== Entries provided ==

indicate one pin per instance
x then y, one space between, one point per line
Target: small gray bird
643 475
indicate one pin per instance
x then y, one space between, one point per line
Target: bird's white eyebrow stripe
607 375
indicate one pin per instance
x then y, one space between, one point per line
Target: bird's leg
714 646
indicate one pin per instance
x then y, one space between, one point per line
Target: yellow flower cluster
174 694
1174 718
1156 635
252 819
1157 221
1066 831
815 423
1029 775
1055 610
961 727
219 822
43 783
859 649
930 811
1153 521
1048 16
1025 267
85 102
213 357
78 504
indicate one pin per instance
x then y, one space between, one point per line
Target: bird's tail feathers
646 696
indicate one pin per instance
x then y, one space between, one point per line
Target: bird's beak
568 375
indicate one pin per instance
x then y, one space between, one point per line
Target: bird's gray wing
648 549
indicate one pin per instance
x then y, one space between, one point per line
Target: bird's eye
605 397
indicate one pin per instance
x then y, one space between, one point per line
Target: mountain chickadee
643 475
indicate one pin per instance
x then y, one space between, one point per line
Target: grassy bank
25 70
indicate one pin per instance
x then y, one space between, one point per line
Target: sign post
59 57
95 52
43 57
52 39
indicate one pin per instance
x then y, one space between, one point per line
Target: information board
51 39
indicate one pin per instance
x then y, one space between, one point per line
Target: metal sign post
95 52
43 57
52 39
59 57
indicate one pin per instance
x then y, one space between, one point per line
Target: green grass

===

*Task to carry out*. Copy all of the data. Keep every word exactly as it is.

*Correct output*.
indicate one pin per instance
x then y, one space between, one point per line
Target: small gray bird
643 475
indicate one pin per instance
x then y, one space between, one point per line
Target: bird's white eyebrow stripe
607 375
indicate one pin per instance
x then y, one space between, one point per line
Target: bird's leg
714 646
indicate one pin per instance
x then y, one space between, one point per line
Target: yellow flower cluster
174 694
1174 718
1156 635
252 819
1157 221
1066 831
815 423
1029 775
1055 610
961 727
219 822
43 783
859 649
930 811
1153 521
1048 16
1025 267
85 102
213 357
78 504
indicate one pin per instance
x then y, one space between, one point per line
Target: bird's tail feathers
646 696
indicate one pin per instance
x then y, one space between, one point per line
Target: bird's beak
568 375
indicate one pin per instance
x then y, one space between, one point per line
Target: bird's gray wing
648 549
indicate one pin per instance
x then y, one space between, one point per line
Target: bird's eye
605 397
indicate one pin per instance
x then y, one space between, one point per line
Target: mountain chickadee
643 475
indicate one pin per instance
x then y, one space between, one point per line
Target: grassy bank
25 70
indicate one pin per instance
x then y, one space between, one point per line
Target: sign post
59 57
95 52
43 57
52 39
indicate one pin per instance
x then y, one space between, one point per line
Target: information board
51 39
indicate one pin per instance
x then y, one space between, one point per line
Target: metal sign post
95 52
43 57
52 39
59 57
indicate one pin per instance
x then y, one space between, one point per line
Target: green grass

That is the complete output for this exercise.